Goal: Reproduce each of the following lines verbatim, omitting the pictures from your answer.

Entries shown:

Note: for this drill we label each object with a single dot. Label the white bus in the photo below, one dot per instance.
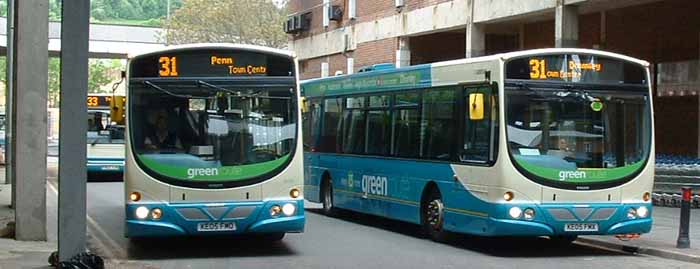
(212, 142)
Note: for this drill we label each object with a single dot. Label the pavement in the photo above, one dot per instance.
(661, 241)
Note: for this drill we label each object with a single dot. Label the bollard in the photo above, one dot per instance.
(683, 231)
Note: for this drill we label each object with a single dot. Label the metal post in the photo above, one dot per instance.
(9, 92)
(72, 172)
(566, 26)
(684, 229)
(31, 72)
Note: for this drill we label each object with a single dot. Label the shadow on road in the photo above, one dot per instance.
(205, 247)
(536, 247)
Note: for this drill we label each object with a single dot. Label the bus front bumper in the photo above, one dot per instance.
(559, 220)
(202, 219)
(105, 165)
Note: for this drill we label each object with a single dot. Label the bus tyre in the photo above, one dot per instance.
(433, 217)
(327, 198)
(563, 240)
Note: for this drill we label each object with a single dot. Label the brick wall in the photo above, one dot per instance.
(452, 46)
(366, 10)
(369, 53)
(676, 123)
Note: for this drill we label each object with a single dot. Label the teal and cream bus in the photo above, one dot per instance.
(212, 144)
(551, 142)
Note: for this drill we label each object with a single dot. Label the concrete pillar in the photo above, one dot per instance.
(9, 89)
(566, 26)
(476, 40)
(72, 172)
(31, 72)
(403, 53)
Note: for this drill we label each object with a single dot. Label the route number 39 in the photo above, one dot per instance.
(168, 66)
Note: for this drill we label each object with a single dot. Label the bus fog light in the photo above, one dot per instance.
(142, 212)
(515, 212)
(294, 193)
(288, 209)
(157, 213)
(135, 196)
(529, 214)
(642, 212)
(275, 210)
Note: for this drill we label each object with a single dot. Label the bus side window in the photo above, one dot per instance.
(478, 130)
(329, 132)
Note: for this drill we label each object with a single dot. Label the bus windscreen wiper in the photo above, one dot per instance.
(238, 93)
(185, 96)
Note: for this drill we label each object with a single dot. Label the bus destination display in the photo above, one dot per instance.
(575, 68)
(99, 101)
(211, 63)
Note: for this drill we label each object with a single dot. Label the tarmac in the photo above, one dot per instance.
(660, 242)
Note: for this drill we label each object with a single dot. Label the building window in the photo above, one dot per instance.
(326, 12)
(352, 9)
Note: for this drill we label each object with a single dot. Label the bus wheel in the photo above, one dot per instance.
(434, 217)
(563, 240)
(327, 192)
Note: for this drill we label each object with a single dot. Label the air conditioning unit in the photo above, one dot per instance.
(335, 13)
(305, 21)
(289, 27)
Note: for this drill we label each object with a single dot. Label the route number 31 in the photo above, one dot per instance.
(538, 69)
(168, 66)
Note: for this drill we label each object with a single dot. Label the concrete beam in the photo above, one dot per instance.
(566, 26)
(31, 69)
(72, 172)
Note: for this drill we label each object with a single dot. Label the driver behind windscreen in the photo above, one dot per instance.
(162, 137)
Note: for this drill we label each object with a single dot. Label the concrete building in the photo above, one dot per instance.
(352, 34)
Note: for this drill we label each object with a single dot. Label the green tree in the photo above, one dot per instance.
(257, 22)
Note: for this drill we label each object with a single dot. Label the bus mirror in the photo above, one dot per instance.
(476, 106)
(304, 105)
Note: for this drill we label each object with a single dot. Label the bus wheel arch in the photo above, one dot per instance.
(432, 213)
(326, 194)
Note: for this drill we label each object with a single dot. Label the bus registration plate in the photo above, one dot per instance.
(216, 226)
(581, 227)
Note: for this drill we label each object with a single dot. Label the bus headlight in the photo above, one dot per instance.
(142, 212)
(156, 213)
(508, 196)
(515, 212)
(631, 213)
(288, 209)
(642, 212)
(294, 193)
(135, 196)
(529, 214)
(275, 210)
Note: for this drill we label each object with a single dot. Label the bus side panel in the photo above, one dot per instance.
(312, 177)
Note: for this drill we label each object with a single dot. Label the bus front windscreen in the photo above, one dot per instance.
(577, 121)
(578, 138)
(200, 134)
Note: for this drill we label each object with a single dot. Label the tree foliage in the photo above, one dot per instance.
(257, 22)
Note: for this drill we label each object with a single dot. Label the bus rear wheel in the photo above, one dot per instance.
(327, 198)
(433, 217)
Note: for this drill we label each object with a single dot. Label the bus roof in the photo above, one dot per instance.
(421, 76)
(253, 48)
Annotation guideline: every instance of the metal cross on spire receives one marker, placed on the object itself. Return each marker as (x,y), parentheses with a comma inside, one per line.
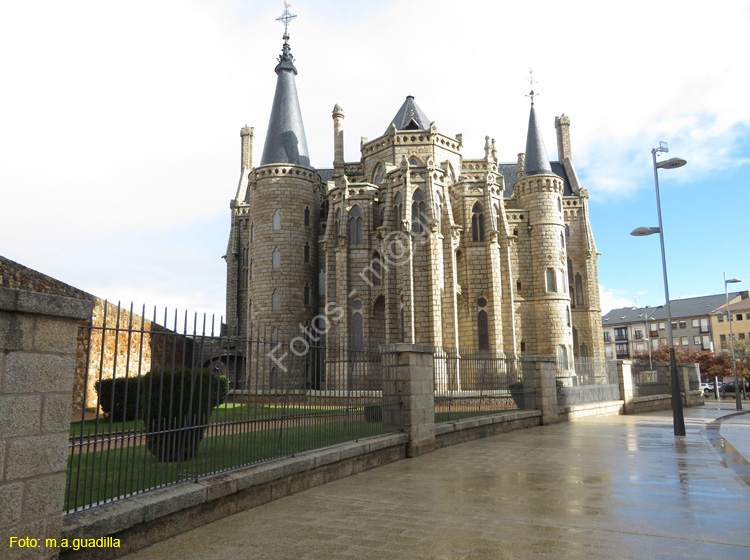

Solution for this exercise:
Note: for this drill we label each object with a single dot. Label the white bus in the photo below, one dot per instance.
(212, 142)
Note: for this drill we label each object with a single dot. Label the pavement in the photo above, one dot per instance.
(661, 241)
Note: for this drill we label each object with a single dot. Label the bollard in the photo above, one dot per instance.
(683, 231)
Note: for this drill we label each object with a single dot. Label the metal post in the photo above, one dot per instance.
(9, 92)
(72, 172)
(566, 26)
(684, 229)
(31, 72)
Note: for this drill we label each object with a single dot. Label the shadow on road in the photo above, one dot per instance.
(205, 247)
(536, 247)
Note: for this drill we label each object with a single dot. Label the bus front bumper in the photo above, one dot per instance.
(559, 220)
(202, 219)
(105, 165)
Note: for this drill we label each object with a single dot. Label the bus tyre in the photo above, one dot per instance.
(433, 217)
(327, 198)
(563, 240)
Note: for this drill we label each object with a single dot. Label the brick wall in the photo above, one dot per instance.
(452, 46)
(366, 10)
(369, 53)
(676, 123)
Note: for this drill we label each object with a single dot. Label the teal and cream bus in the photo above, one dot per instance.
(212, 144)
(551, 142)
Note: for this drill we label each object with a single dot. Label the concrete pillar in the photo above, one dot per instance.
(9, 89)
(566, 26)
(476, 40)
(72, 172)
(31, 72)
(403, 53)
Note: for this drill we label each object with a single dot. Label the route number 39 in the photo above, one dot per instance.
(168, 66)
Note: for this drill we label each object with a single dot. Label the bus fog light in the photo above, one dot per instance.
(142, 212)
(515, 212)
(294, 193)
(288, 209)
(157, 213)
(135, 196)
(529, 214)
(642, 212)
(275, 210)
Note: for this drill we label each object with a single dot. Label the bus side window in the photo above, one dot per instance.
(478, 130)
(329, 132)
Note: for this drill we label each object with a single dot. Label the bus windscreen wiper in the photo above, one dot per instance.
(238, 93)
(185, 96)
Note: for this drill we label each object with a single dot. Label the bus destination display in the photo above, one dot per instance.
(575, 68)
(99, 101)
(211, 63)
Note: for this drill we label each object with a single dot. Label the tarmac in the photo above, one dot per instance.
(660, 242)
Note: for this drill we label each object with a single dot. Label the building window in the photo above, one dot per instance.
(326, 12)
(352, 9)
Note: for this drill we label each object with a single dot. Label the bus wheel in the photo above, one dot per instance.
(434, 217)
(563, 240)
(327, 192)
Note: for this drill we label each object with a single dot. Label the air conditioning unit in the photo above, one dot per instance.
(335, 13)
(305, 21)
(289, 27)
Note: for this drill we label each object with a single dot. Label the route number 31 in the photo above, one dot per instance.
(538, 69)
(168, 66)
Note: for this drill we label each object with a single dot. Label the concrete beam in the photo above, one dot per instance.
(566, 26)
(31, 69)
(72, 172)
Note: for this drill we label each object with a single dot. Label the driver behind windscreen in the photo above, one dot per instance.
(162, 137)
Note: for this drill we label each object with a single dot. Label the concrete building in the photo above, one dot per instance.
(352, 34)
Note: for this drill we label each object with a single dot. Label the green tree in the photo above, one dot per instance.
(257, 22)
Note: for this drill we label each object with a single dot. Label the bus mirror in the photo above, one dot per instance.
(476, 106)
(304, 105)
Note: for this drill we label each object with a single dot. Label the bus wheel arch in the photo above, one dot per instance.
(432, 213)
(326, 194)
Note: for this drill we label each object with a single dot. Label the bus registration plate in the photo above, one dot per instance.
(216, 226)
(581, 227)
Note: for this drill we label each object with a single dot. Label the bus headlight in the photo above, one dot per instance.
(142, 212)
(156, 213)
(508, 196)
(515, 212)
(631, 213)
(288, 209)
(642, 212)
(294, 193)
(135, 196)
(529, 214)
(275, 210)
Note: for this drill we label each object with a single dot. Label the bus side panel in the photo above, one dot per instance.
(312, 177)
Note: for this drill we label each object with a single dot. Label the bus front windscreen in the photo above, one dot per instance.
(577, 121)
(578, 138)
(200, 134)
Note: for this drill we label each object with a single dot. Label the tree foliage in the photo above, one dot per instance.
(257, 22)
Note: for this drill we label each object with a single dot. Label the bus rear wheel in the photo above, one dot per instance.
(327, 198)
(433, 217)
Note: for this drill we label each object with a single dot. Label the bus roof in the photo above, one dot per instance.
(421, 76)
(253, 48)
Annotation guideline: every instance of the metal cross on spire receives one marker, placed on the object itself. Return each marker as (x,y), parentheses with a comma inside, one per line.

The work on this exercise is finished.